Instructions to follow :: Can you render all the lines below as a Markdown table with the columns "Number" and "Content," one numbered row per line, leaving out blank lines and the pictures?

Provided records ::
*-*-*
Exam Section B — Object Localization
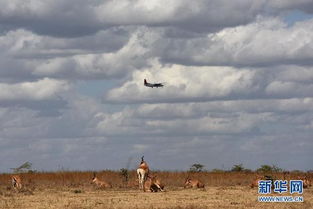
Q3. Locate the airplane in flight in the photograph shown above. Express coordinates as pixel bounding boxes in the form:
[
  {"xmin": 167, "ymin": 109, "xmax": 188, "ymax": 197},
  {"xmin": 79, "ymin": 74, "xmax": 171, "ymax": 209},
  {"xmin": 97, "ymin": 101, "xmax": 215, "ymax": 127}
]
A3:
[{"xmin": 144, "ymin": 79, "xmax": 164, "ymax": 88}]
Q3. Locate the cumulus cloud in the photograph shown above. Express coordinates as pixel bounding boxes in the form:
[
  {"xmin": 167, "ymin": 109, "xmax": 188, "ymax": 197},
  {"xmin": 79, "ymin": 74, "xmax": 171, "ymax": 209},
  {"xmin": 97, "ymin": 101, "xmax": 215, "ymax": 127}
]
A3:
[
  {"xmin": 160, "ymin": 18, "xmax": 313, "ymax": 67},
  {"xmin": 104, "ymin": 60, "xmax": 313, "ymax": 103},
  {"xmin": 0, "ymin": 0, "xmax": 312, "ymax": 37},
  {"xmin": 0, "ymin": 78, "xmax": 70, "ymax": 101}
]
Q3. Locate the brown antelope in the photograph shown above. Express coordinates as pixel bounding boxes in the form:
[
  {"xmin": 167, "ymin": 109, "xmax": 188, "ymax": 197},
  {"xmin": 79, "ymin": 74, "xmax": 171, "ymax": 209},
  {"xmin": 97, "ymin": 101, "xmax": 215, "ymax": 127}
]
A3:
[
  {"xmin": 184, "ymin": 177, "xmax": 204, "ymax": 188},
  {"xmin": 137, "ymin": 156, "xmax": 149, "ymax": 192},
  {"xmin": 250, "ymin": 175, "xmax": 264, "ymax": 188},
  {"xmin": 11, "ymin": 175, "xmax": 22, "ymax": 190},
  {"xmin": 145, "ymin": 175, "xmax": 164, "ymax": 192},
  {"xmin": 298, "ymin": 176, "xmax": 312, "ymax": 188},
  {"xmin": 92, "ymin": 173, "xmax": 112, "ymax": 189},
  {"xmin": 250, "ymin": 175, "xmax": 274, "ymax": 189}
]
*-*-*
Task solution ::
| Number | Content |
|---|---|
| 1 | Exam Section B — Object Localization |
| 2 | Q3. Locate the airplane in flight in the photograph shown above. Express coordinates as pixel bounding boxes in the form: |
| 3 | [ |
| 4 |   {"xmin": 167, "ymin": 109, "xmax": 188, "ymax": 197}, |
| 5 |   {"xmin": 79, "ymin": 74, "xmax": 171, "ymax": 209}, |
| 6 |   {"xmin": 97, "ymin": 101, "xmax": 215, "ymax": 127} |
| 7 | ] |
| 8 | A3: |
| 9 | [{"xmin": 144, "ymin": 79, "xmax": 164, "ymax": 88}] |
| 10 | Q3. Locate the cumulus cloud in the photograph shown above. Express coordinates as pixel bounding boxes in the form: |
| 11 | [ |
| 12 |   {"xmin": 167, "ymin": 109, "xmax": 188, "ymax": 197}, |
| 13 |   {"xmin": 79, "ymin": 74, "xmax": 171, "ymax": 209}, |
| 14 |   {"xmin": 97, "ymin": 101, "xmax": 215, "ymax": 127} |
| 15 | ] |
| 16 | A3: |
| 17 | [ |
| 18 |   {"xmin": 160, "ymin": 18, "xmax": 313, "ymax": 67}, |
| 19 |   {"xmin": 104, "ymin": 60, "xmax": 313, "ymax": 103}, |
| 20 |   {"xmin": 0, "ymin": 0, "xmax": 312, "ymax": 37}, |
| 21 |   {"xmin": 0, "ymin": 78, "xmax": 70, "ymax": 101} |
| 22 | ] |
| 23 | Q3. Locate the brown antelope in the photograph shown above. Express coordinates as pixel bounding boxes in the form: |
| 24 | [ |
| 25 |   {"xmin": 167, "ymin": 109, "xmax": 188, "ymax": 197}, |
| 26 |   {"xmin": 79, "ymin": 74, "xmax": 171, "ymax": 209}, |
| 27 |   {"xmin": 97, "ymin": 101, "xmax": 215, "ymax": 127} |
| 28 | ] |
| 29 | A3: |
| 30 | [ |
| 31 |   {"xmin": 184, "ymin": 177, "xmax": 204, "ymax": 188}, |
| 32 |   {"xmin": 137, "ymin": 156, "xmax": 149, "ymax": 192}, |
| 33 |   {"xmin": 250, "ymin": 175, "xmax": 264, "ymax": 188}, |
| 34 |   {"xmin": 11, "ymin": 175, "xmax": 22, "ymax": 190}, |
| 35 |   {"xmin": 145, "ymin": 175, "xmax": 164, "ymax": 192}, |
| 36 |   {"xmin": 298, "ymin": 176, "xmax": 312, "ymax": 188}, |
| 37 |   {"xmin": 92, "ymin": 173, "xmax": 112, "ymax": 189}, |
| 38 |   {"xmin": 250, "ymin": 175, "xmax": 274, "ymax": 189} |
| 39 | ] |